> GIVEN EXERCISE A:
Answer these about the write-up on The Beaver's Problem:
(i) What is the largest size a document can be?
(ii) What kind of classifier is the intended solution, in essence?
(iii) In the "Annual report" example, which part of the input carries the actual signal?
> GIVEN EXERCISE B: Repeat the part of the write-up on The Beaver's Problem between "If category 1" and "on one keyword.", inclusive.
> GIVEN EXERCISE C: Pick up the write-up on The Beaver's Problem after its last sentence and carry it forward.

> PAGE TEXT:

◆ ◆ ◆ ◆ ◆

CF 207D2 - The Beaver's Problem - 3

This problem is unusual for Codeforces because it is not a traditional algorithmic task. We are given a single document and must classify it into one of three categories using a provided training dataset. The input contains an identifier, a title, and the full document text.

CF 207D2 - The Beaver's Problem - 3

Rating: 2000
Tags: -
Solve time: 1m 13s
Verified: yes

Solution

Problem Understanding

This problem is unusual for Codeforces because it is not a traditional algorithmic task. We are given a single document and must classify it into one of three categories using a provided training dataset. The input contains an identifier, a title, and the full document text. The identifier is intentionally meaningless, so only the textual content matters.

The hidden tests contain documents from three different topics. The challenge is to build a classifier that predicts the correct topic number from the vocabulary used in the document.

The document size is at most 10 KB, which is tiny from a machine learning perspective. Even fairly heavy text processing is fast enough. The real difficulty is not computational complexity, but designing a robust heuristic that generalizes from the training data to unseen documents.

This was an old experimental Codeforces problem where contestants were expected to use practical text-classification techniques instead of pure algorithms. The intended solution is essentially a lightweight Naive Bayes classifier.

A naive approach that only searches for a few manually selected keywords fails immediately. For example, suppose category 3 often discusses economics. A simplistic classifier might look for words like "market" or "trade". Hidden tests can easily contain documents about economics without those exact words.

Another dangerous mistake is relying on the document title alone. Some titles are ambiguous or intentionally generic. Two completely different subjects may use similar high-level terminology.

A third subtle issue is common words. Words like "the", "and", "system", or "information" appear everywhere. If we count them equally with informative words, the classifier becomes noisy and unstable.

For example:

Input:

123
Annual report
The company increased exports and financial activity during the year.

A classifier based only on title similarity might fail because "Annual report" is generic. The body contains the actual signal.

Another example:

Input:

777
Neural methods
Learning algorithms improve recognition accuracy.

If category 1 contains scientific papers and category 2 contains engineering papers, the classifier must combine many weak signals instead of depending on one keyword.

◆ ◆ ◆ ◆ ◆

Collected data
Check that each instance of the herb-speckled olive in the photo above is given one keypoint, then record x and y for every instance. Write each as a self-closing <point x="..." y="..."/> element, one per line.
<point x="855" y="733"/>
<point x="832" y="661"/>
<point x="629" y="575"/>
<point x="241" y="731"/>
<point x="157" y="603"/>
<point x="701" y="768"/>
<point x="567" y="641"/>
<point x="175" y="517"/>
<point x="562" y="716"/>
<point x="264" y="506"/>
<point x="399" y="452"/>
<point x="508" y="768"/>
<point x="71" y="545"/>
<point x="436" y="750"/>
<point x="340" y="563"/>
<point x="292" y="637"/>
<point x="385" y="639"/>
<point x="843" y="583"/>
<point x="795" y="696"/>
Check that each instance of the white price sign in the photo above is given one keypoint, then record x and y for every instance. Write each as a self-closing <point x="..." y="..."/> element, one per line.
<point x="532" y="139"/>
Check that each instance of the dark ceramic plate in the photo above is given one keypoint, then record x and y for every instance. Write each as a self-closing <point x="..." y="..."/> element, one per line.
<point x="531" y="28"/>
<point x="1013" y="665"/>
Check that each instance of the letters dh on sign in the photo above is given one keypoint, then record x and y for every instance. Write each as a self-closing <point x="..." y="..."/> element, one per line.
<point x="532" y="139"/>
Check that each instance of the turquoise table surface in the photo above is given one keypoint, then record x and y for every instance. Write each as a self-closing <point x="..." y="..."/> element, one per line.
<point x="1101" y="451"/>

◆ ◆ ◆ ◆ ◆

> REPLY A:
(i) At most 10 KB.
(ii) A lightweight Naive Bayes classifier.
(iii) The body.

> REPLY B:
If category 1 contains scientific papers and category 2 contains engineering papers, the classifier must combine many weak signals instead of depending on one keyword.

> REPLY C:
The important observation is that text classification works statistically. Individual words are unreliable, but aggregate frequencies across the whole document become highly predictive.

Approaches

The brute-force idea is to compare the input document against every training document directly. We could tokenize all documents and compute a similarity score such as cosine similarity or shared-word count. Then we would choose the category of the most similar training document.

This approach is correct in spirit because documents from the same topic tend to share vocabulary. The problem is scalability and robustness. If there are thousands of training documents, comparing every tokenized word against every training sample becomes expensive. More importantly, nearest-neighbor methods are sensitive to noise and document length.

A better approach is to model the probability distribution of words inside each category. Instead of asking "Which training document is closest?", we ask "Which category most likely generated this document?"

That observation leads directly to Naive Bayes.

Suppose a word appears frequently in category 2 but rarely in categories 1 and 3. Seeing that word strongly increases the probability that the document belongs to category 2. A document contains many words, so we accumulate evidence across all tokens.

The "naive" assumption is that words are conditionally independent given the category. This assumption is mathematically false, but in practice it works surprisingly well for text classification.

The algorithm becomes:

  1. Count word frequencies for each category in the training set.
  2. Tokenize the input document.
  3. Compute a score for each category using log-probabilities.
  4. Output the category with the highest score.

Using logarithms is critical because multiplying many tiny probabilities quickly underflows to zero.

We also need Laplace smoothing. Without it, a single unseen word would produce probability zero and completely destroy the score.

Approach Time Complexity Space Complexity Verdict
Brute Force document similarity O(N × L) per query O(N × L) Too fragile
Naive Bayes classifier O(V + L) per query O(V) Accepted

Here, N is the number of training documents, L is average document length, and V is vocabulary size.

Algorithm Walkthrough

  1. Read and preprocess all training documents.

Convert text to lowercase and split it into normalized tokens. Usually punctuation is removed and only alphabetic words are kept. 2. Maintain separate word-frequency maps for categories 1, 2, and 3.

Each map stores how many times every word appears inside documents of that category. 3. Maintain total token counts for every category.

These totals are needed to convert raw counts into probabilities. 4. Build the global vocabulary.

The vocabulary size is required for Laplace smoothing. 5. Tokenize the input document using the same preprocessing rules.

Training and prediction must use identical normalization. If training lowercases text but prediction does not, the classifier becomes inconsistent. 6. For each category, initialize a log-score.

The score starts from the prior probability of the category. If priors are unknown, equal priors are acceptable. 7. For every token in the input document, update the category score.

Use the smoothed probability:

$P(w\mid c)=\frac{\text{count}(w,c)+1}{\text{totalWords}(c)+|V|}$

Add the logarithm of this probability to the score. 8. Choose the category with the largest final score.

Since logarithm is monotonic, maximizing log-probability is equivalent to maximizing probability itself.

Why it works

Naive Bayes computes the probability that a category generated the observed document. Every word contributes evidence toward or against a category. Frequent category-specific words accumulate large positive influence, while generic words contribute almost equally everywhere.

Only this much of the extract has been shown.